Requirement 1: Reproduce the part of the text on filtering database search results from "CROSS-REFERENCE TO RELATED" to "pose various challenges.", word for word.

— START OF Text —

A method of filtering the results of a search of an electronic database includes receiving a plurality of keyword fragments and at least one specified relationship applicable to the plurality of keyword fragments, such as proximity between the keyword fragments. The keyword fragments are used to retrieve a group of potentially responsive records from the electronic database. The keyword fragments and the relationships between and among them are also used to script a parsing expression, which is applied to the group of potentially responsive records to identify those that best match the user's query. The parsed results can be output as a rank-ordered subset of the group of potentially responsive records.

Description

    CROSS-REFERENCE TO RELATED APPLICATIONS
  • This application claims the benefit of U.S. provisional application No. 61/960,221, filed 13 Sep. 2013, which is hereby incorporated by reference as though fully set forth herein.
  • BACKGROUND
  • The instant disclosure relates to collections of electronic data. In particular, the instant disclosure relates to methods and systems to search collections of electronic data and to filter and present the results of such filtered searches.
  • Electronic data is growing exponentially, with recent estimates of the amount of total digital information in the world exceeding a zettabyte. A considerable amount of this information exists on the World Wide Web (the “web”). Thus, locating desired electronic information, such as on the web, can pose various challenges.
  • One method of searching the web is to use a human-maintained index or search engine. Although useful, these indices are often subjective and are difficult to maintain given the ever-growing amount of digital information. As a result, they can be incomplete in their coverage of the information on the web.

— END OF Text —

Requirement 2: Rewrite the lines of the listing from the line with "Q: Point to the pink" to the line with "x=157, y=81", replacing "Target" with "Object" and leaving everything else unchanged. Return only those lines.

— START OF Exercise material —

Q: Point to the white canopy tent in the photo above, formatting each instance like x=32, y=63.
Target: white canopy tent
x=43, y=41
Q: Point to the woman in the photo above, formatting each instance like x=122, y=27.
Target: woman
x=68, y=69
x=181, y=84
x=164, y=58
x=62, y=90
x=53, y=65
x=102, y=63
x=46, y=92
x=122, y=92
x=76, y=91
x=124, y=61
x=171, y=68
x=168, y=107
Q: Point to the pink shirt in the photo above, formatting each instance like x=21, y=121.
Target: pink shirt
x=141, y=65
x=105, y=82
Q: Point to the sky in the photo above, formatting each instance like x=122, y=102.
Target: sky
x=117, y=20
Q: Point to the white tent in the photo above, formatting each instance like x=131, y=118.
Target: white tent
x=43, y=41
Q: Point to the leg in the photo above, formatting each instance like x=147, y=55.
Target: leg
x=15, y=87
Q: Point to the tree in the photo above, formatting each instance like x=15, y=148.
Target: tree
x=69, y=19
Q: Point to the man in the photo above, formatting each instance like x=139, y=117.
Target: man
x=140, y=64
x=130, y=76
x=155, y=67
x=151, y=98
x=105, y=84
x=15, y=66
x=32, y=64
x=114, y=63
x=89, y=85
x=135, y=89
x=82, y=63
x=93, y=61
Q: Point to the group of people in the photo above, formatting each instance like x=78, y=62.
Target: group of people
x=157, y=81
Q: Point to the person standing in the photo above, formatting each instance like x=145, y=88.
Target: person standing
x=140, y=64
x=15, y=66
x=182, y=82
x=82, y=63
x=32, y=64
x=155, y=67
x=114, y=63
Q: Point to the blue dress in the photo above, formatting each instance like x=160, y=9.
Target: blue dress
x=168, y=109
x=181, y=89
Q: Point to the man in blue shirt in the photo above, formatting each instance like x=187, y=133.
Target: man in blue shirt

— END OF Exercise material —

Full answer 1:
CROSS-REFERENCE TO RELATED APPLICATIONS
  • This application claims the benefit of U.S. provisional application No. 61/960,221, filed 13 Sep. 2013, which is hereby incorporated by reference as though fully set forth herein.
  • BACKGROUND
  • The instant disclosure relates to collections of electronic data. In particular, the instant disclosure relates to methods and systems to search collections of electronic data and to filter and present the results of such filtered searches.
  • Electronic data is growing exponentially, with recent estimates of the amount of total digital information in the world exceeding a zettabyte. A considerable amount of this information exists on the World Wide Web (the “web”). Thus, locating desired electronic information, such as on the web, can pose various challenges.

Full answer 2:
Q: Point to the pink shirt in the photo above, formatting each instance like x=21, y=121.
Object: pink shirt
x=141, y=65
x=105, y=82
Q: Point to the sky in the photo above, formatting each instance like x=122, y=102.
Object: sky
x=117, y=20
Q: Point to the white tent in the photo above, formatting each instance like x=131, y=118.
Object: white tent
x=43, y=41
Q: Point to the leg in the photo above, formatting each instance like x=147, y=55.
Object: leg
x=15, y=87
Q: Point to the tree in the photo above, formatting each instance like x=15, y=148.
Object: tree
x=69, y=19
Q: Point to the man in the photo above, formatting each instance like x=139, y=117.
Object: man
x=140, y=64
x=130, y=76
x=155, y=67
x=151, y=98
x=105, y=84
x=15, y=66
x=32, y=64
x=114, y=63
x=89, y=85
x=135, y=89
x=82, y=63
x=93, y=61
Q: Point to the group of people in the photo above, formatting each instance like x=78, y=62.
Object: group of people
x=157, y=81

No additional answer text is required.